▶ _Work order_:
Output all entries below exactly as they are given.

▶ _Records provided_:
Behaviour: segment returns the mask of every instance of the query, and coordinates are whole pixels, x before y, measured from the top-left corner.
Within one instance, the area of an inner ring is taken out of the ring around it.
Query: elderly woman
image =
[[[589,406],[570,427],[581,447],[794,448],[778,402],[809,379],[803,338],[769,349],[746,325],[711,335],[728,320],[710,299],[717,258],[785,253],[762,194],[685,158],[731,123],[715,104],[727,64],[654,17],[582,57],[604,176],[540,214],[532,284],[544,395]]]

▶ _Final answer_:
Behaviour: segment returns the mask of every instance of the query, and coordinates are whole pixels, x before y, measured from the top-left corner.
Within one instance, the area of an inner ring is taken out of the ring around it.
Query: elderly woman
image =
[[[589,406],[570,427],[581,447],[794,448],[778,402],[809,379],[803,338],[769,349],[746,325],[711,335],[728,320],[710,299],[717,258],[785,253],[762,194],[685,158],[731,123],[715,104],[727,64],[654,17],[582,57],[604,176],[540,214],[532,284],[544,395]]]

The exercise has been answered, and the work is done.